____ Information provided

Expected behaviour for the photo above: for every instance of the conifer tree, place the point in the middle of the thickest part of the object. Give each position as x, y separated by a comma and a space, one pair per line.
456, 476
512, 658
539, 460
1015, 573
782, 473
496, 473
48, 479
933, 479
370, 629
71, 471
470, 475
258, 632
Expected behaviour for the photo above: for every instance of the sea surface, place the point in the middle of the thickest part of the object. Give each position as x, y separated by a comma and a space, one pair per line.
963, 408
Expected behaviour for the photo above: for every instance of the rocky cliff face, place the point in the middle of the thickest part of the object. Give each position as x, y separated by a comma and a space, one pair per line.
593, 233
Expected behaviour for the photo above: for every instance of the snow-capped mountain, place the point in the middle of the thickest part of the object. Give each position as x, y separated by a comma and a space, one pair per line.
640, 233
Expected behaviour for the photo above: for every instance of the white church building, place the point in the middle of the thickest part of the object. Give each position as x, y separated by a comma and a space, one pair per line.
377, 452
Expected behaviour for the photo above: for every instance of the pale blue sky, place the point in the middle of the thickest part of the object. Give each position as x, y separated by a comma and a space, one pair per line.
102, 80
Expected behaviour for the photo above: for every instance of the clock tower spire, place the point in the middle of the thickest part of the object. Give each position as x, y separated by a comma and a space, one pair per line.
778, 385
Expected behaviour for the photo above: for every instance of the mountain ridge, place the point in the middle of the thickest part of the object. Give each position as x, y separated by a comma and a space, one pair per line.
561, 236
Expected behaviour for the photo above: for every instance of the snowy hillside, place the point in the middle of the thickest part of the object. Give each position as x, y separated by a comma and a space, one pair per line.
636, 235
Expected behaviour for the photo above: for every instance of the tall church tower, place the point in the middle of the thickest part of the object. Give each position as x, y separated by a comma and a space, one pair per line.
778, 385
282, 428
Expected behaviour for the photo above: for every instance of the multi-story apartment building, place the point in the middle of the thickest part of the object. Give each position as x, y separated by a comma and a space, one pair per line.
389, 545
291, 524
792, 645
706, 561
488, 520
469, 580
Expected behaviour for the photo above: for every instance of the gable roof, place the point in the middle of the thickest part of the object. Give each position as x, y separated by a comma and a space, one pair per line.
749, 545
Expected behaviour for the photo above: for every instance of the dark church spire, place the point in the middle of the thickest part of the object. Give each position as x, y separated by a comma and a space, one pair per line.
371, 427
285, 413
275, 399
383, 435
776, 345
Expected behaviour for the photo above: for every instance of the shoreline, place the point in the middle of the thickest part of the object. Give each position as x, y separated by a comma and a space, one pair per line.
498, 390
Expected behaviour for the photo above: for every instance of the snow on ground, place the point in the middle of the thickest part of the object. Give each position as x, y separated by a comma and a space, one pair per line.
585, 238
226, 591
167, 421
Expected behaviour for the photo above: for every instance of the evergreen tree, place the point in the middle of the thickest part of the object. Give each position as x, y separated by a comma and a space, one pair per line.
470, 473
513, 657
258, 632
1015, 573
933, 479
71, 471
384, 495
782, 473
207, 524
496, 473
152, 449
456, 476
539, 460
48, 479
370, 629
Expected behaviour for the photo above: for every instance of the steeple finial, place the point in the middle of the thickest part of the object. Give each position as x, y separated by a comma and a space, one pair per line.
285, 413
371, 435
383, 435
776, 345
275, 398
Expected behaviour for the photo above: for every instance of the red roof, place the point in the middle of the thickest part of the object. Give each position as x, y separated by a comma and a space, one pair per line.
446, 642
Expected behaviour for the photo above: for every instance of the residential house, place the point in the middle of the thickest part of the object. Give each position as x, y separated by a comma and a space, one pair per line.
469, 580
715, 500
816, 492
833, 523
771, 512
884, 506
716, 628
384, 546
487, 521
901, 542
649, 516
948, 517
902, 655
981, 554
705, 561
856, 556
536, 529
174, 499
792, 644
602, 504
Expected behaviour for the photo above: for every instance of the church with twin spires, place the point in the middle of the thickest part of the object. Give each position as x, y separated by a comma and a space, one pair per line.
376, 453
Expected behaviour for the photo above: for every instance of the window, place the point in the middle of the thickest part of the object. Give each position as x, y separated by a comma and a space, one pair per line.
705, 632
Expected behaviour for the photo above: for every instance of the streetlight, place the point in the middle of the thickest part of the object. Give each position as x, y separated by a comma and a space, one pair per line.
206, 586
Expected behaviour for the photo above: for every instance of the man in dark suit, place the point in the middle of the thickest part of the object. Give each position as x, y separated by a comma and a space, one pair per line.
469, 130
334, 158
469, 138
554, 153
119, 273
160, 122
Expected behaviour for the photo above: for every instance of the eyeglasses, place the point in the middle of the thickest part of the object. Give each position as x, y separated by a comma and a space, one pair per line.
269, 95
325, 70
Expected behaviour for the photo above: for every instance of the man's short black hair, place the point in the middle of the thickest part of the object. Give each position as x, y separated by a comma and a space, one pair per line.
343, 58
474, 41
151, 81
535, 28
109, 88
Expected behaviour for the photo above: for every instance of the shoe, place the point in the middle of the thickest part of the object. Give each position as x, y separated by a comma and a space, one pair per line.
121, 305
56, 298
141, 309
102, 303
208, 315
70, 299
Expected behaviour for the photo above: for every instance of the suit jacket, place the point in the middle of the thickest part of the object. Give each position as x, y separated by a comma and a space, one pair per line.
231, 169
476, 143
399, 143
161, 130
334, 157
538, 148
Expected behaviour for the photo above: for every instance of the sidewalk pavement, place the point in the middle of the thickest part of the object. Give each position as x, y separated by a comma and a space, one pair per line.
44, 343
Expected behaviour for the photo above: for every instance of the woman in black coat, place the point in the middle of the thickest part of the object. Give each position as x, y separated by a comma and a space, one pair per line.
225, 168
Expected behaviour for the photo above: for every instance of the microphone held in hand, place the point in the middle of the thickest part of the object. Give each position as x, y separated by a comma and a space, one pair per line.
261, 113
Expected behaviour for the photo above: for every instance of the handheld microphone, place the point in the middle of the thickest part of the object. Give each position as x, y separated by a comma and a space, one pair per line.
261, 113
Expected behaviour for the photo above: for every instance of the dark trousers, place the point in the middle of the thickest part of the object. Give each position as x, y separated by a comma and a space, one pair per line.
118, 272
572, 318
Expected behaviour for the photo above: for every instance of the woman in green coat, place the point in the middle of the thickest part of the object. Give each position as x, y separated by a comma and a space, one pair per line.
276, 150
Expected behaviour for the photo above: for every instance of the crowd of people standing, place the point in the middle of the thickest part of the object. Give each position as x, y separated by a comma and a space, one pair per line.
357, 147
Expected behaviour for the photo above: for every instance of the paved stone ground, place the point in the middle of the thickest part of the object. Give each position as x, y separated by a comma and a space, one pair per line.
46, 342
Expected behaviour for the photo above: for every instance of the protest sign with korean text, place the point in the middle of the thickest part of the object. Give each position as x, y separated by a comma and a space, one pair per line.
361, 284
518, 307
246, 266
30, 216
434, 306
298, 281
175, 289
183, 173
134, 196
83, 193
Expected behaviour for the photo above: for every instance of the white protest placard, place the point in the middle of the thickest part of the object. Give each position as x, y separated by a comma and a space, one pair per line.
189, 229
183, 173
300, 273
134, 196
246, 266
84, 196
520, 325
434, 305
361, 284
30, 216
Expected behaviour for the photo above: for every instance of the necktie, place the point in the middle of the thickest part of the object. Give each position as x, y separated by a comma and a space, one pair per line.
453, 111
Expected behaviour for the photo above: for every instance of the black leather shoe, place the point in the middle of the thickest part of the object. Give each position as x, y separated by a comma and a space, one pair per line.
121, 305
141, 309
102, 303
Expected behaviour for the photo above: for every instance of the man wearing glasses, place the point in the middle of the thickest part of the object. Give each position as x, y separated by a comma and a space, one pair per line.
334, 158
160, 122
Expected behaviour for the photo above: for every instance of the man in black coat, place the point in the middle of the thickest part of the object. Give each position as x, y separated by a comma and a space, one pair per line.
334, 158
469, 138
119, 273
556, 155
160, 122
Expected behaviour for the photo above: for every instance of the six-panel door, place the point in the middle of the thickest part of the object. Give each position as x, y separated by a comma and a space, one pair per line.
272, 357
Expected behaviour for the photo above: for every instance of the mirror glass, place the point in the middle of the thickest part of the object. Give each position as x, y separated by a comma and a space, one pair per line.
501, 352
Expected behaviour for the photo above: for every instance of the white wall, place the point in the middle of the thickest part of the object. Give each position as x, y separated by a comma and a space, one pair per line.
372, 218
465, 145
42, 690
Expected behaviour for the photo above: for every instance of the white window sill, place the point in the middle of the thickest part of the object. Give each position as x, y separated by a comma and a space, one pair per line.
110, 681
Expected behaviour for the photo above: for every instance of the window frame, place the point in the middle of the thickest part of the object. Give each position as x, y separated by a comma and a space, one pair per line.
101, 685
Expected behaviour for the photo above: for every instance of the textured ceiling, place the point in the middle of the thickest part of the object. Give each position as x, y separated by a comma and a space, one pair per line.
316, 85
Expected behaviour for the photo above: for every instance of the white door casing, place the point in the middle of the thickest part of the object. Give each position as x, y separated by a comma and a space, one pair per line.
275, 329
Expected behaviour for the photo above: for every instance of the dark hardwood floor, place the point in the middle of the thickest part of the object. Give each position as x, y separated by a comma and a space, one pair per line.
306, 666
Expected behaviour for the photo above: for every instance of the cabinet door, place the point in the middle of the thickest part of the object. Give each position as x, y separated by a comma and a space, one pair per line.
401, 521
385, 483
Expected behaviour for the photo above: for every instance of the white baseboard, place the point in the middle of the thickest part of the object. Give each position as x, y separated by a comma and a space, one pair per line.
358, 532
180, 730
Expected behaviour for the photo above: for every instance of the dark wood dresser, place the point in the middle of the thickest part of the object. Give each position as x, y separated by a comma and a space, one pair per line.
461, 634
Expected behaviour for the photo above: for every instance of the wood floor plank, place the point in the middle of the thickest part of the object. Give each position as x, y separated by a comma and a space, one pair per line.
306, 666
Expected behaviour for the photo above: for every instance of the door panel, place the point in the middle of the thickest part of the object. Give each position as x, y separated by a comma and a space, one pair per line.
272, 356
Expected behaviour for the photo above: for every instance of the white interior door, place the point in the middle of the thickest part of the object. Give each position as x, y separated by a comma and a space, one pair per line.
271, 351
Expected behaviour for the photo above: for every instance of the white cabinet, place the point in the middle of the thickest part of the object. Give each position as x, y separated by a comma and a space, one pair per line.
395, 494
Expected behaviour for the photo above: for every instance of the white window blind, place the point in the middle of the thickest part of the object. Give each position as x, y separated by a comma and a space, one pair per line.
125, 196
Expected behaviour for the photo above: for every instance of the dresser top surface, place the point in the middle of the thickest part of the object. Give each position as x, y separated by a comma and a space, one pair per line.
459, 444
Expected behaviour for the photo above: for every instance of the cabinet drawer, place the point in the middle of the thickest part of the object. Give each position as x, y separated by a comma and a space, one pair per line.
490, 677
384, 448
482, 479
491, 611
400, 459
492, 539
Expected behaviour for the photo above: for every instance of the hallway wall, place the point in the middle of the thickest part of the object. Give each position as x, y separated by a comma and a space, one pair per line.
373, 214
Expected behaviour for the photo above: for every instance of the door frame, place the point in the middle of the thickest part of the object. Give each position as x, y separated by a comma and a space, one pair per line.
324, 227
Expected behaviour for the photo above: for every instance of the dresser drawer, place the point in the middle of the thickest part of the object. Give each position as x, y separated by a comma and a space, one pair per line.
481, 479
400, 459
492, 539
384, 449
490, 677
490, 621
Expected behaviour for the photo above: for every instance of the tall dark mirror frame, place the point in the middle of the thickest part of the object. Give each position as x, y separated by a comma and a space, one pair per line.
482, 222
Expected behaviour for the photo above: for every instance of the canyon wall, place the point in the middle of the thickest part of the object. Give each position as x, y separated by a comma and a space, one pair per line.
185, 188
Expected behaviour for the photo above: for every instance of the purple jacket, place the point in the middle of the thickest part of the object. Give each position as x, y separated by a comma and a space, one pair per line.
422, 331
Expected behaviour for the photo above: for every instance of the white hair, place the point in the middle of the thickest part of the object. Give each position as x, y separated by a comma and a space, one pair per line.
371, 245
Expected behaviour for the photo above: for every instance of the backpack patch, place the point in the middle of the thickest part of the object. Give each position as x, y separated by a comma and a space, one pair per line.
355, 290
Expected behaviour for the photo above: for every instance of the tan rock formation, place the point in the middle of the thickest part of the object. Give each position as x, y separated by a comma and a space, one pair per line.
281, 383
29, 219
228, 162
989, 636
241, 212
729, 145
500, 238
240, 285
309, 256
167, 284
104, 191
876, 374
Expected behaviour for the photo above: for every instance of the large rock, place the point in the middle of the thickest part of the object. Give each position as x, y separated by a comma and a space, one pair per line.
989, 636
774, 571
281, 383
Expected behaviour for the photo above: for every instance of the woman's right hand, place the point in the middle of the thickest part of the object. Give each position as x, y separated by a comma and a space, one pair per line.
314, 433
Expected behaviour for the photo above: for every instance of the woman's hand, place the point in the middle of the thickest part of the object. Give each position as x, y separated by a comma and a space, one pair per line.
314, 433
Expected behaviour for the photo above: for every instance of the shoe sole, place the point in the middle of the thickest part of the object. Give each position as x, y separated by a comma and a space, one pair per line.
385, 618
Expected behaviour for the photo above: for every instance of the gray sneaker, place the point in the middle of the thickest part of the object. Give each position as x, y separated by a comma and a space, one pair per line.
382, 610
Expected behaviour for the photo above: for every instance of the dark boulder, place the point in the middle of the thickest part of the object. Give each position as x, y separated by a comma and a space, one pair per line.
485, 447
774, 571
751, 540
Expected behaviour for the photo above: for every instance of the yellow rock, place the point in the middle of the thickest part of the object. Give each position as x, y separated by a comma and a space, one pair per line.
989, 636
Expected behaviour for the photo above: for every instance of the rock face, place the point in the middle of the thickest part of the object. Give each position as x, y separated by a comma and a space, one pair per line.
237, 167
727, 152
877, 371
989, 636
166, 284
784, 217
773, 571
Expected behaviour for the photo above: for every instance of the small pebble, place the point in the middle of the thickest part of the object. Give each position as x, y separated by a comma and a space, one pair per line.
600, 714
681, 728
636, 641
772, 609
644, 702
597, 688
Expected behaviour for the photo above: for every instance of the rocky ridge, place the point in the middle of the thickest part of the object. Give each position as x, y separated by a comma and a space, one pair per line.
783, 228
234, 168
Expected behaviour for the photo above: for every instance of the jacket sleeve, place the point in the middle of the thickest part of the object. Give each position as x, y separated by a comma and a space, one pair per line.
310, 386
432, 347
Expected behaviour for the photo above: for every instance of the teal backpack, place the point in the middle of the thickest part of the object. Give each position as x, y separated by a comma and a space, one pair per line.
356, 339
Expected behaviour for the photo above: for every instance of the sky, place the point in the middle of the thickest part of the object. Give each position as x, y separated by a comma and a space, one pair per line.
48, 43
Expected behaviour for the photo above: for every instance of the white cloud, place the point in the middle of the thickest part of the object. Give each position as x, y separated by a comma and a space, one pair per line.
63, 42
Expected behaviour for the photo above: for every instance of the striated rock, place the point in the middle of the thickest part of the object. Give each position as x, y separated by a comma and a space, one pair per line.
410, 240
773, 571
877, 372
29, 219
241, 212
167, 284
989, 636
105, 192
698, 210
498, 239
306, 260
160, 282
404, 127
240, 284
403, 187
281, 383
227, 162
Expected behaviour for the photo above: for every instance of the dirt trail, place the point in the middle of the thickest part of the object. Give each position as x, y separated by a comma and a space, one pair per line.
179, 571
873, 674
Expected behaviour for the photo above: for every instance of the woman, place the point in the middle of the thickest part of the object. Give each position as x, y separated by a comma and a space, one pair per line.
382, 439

________

The request: Quote every line from the line containing "the sky, place" through the closing line of the listing, including both.

Problem solution:
Expected behaviour for the photo above: for every instance of the sky, place the point in the middle of the thickest part of the object. Give each position as x, y separated by a comma and a space, one pair per line.
48, 43
Expected behaviour for the photo above: for every instance of the white cloud, place the point in the middle of the thickest part of the object. Give each position as x, y separated by a comma and a space, one pair per line.
63, 42
Expected behaviour for the photo above: for every instance of the striated rock, place the point in the middle of the thickest part of the object. Give each position as x, y separated by a comma and a space, one pair per line.
410, 240
773, 571
877, 372
29, 219
241, 212
167, 284
989, 636
105, 192
698, 210
498, 239
306, 260
160, 282
404, 127
240, 284
403, 187
281, 383
227, 162
Expected behaviour for the photo above: for every instance of the dirt trail, place the point in the middle of the thickest part of the object. Give each position as x, y separated by a comma and a space, one pair per line.
179, 571
873, 674
Expected behaviour for the photo above: for every instance of the woman, place the point in the middle of the thickest part of the object. Give each position as x, y separated by a comma and a space, one pair per line.
382, 439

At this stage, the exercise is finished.